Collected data
============================================================
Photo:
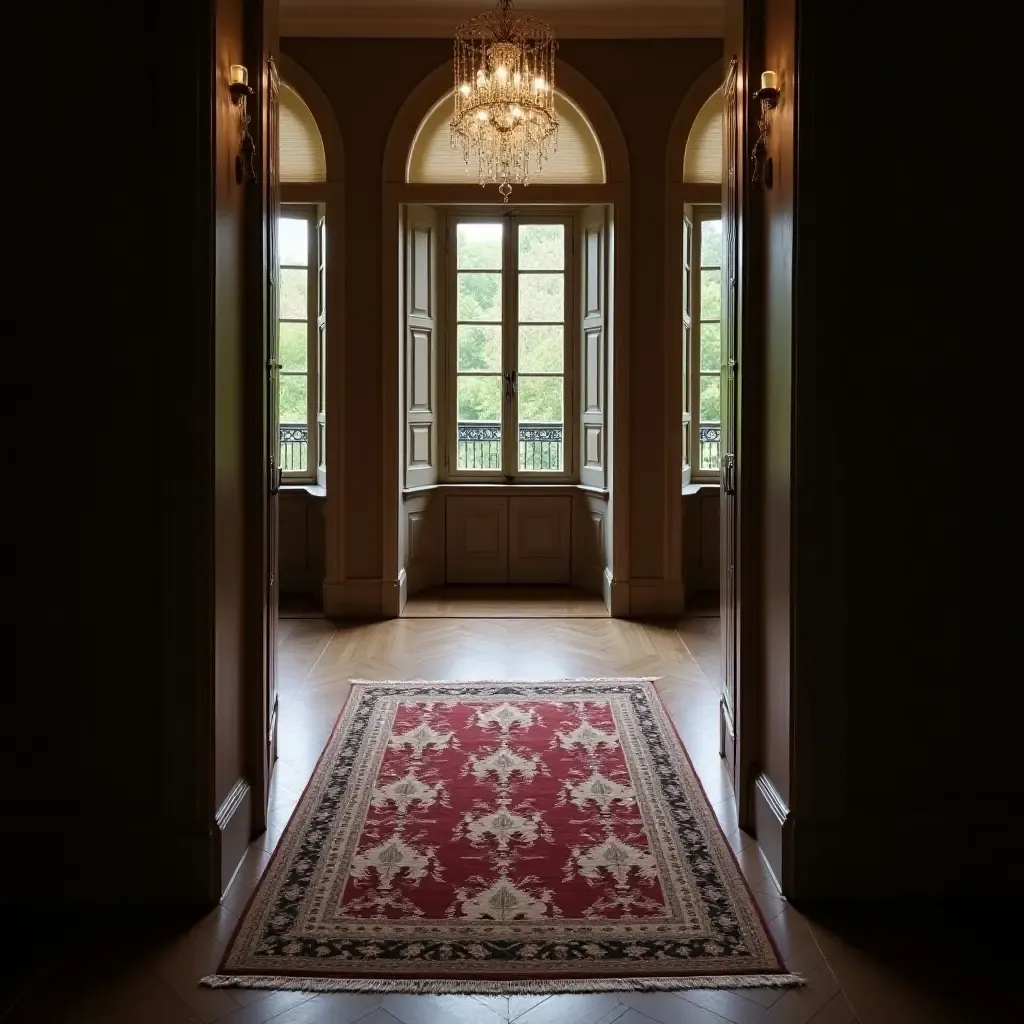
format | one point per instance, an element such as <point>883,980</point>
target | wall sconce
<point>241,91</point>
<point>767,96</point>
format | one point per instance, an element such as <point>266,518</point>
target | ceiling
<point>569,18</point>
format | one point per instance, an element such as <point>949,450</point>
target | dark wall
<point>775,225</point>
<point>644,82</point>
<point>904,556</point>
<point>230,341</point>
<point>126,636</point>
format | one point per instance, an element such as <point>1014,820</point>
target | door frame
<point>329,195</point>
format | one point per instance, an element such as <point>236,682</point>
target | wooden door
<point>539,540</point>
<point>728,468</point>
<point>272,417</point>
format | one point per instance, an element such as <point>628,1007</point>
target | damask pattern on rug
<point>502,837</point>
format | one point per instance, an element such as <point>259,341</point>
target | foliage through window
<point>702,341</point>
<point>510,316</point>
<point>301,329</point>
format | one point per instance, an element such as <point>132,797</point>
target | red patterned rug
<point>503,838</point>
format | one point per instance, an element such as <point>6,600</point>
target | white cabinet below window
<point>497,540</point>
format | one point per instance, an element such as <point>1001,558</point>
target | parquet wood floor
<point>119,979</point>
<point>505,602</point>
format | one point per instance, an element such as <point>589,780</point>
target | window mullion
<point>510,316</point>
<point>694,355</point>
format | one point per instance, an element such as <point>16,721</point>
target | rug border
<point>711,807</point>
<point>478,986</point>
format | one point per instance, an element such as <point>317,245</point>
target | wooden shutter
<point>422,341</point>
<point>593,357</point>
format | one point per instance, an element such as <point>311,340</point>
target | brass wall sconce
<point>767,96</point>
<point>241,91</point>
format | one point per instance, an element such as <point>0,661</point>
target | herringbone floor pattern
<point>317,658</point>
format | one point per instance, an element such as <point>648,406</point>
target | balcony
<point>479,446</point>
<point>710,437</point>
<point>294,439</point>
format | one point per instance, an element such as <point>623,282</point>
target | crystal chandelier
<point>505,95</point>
============================================================
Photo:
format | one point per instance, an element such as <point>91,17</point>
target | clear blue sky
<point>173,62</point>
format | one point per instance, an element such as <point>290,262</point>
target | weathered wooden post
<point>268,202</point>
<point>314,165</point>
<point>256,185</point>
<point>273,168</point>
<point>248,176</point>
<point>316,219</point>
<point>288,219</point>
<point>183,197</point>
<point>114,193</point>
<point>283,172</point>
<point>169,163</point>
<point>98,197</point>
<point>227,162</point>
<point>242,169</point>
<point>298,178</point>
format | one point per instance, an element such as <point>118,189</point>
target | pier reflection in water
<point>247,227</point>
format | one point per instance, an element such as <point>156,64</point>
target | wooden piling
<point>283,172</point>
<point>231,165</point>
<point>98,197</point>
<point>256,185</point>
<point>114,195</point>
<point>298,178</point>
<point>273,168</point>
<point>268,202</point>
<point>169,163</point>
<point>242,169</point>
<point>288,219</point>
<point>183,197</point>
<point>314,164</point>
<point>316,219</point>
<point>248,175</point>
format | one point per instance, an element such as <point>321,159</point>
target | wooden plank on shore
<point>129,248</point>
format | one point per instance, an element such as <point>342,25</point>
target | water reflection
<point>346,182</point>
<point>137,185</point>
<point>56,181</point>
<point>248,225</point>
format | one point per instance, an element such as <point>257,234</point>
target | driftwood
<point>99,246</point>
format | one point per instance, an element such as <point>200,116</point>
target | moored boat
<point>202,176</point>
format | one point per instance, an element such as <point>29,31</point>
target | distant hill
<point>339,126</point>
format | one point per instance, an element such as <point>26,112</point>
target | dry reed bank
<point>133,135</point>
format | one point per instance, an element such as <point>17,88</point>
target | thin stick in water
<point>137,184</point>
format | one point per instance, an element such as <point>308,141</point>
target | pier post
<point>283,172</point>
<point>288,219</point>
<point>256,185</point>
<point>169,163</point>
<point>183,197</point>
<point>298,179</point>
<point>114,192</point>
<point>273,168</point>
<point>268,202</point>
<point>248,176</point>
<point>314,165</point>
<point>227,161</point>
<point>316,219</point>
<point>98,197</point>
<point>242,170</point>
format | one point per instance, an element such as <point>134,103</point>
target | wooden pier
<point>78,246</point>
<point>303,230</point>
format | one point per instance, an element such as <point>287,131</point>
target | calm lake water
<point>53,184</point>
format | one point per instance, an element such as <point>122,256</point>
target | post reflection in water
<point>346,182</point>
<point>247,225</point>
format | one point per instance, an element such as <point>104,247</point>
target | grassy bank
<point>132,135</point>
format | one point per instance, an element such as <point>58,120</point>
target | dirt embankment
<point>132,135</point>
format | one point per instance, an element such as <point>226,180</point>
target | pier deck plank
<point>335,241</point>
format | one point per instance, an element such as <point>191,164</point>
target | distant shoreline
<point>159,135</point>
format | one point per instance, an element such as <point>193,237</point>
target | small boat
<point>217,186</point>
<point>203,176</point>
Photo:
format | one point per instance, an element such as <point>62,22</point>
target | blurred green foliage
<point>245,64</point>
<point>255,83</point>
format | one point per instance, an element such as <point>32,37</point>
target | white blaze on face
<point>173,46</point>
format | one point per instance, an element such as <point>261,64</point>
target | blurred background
============================================================
## [ABOUT THIS TASK]
Could you set down, exactly as written, the lines above between the one holding "target | pier deck plank" and the one holding "such as <point>32,37</point>", inclusive, and nothing more?

## [TASK RESPONSE]
target | pier deck plank
<point>335,241</point>
format | one point per instance, an element such as <point>191,164</point>
target | distant shoreline
<point>159,135</point>
format | one point per instance, an element such as <point>193,237</point>
target | small boat
<point>217,186</point>
<point>203,176</point>
Photo:
format | one point per instance, an element such as <point>62,22</point>
target | blurred green foliage
<point>245,64</point>
<point>255,83</point>
format | one point per instance, an element such as <point>32,37</point>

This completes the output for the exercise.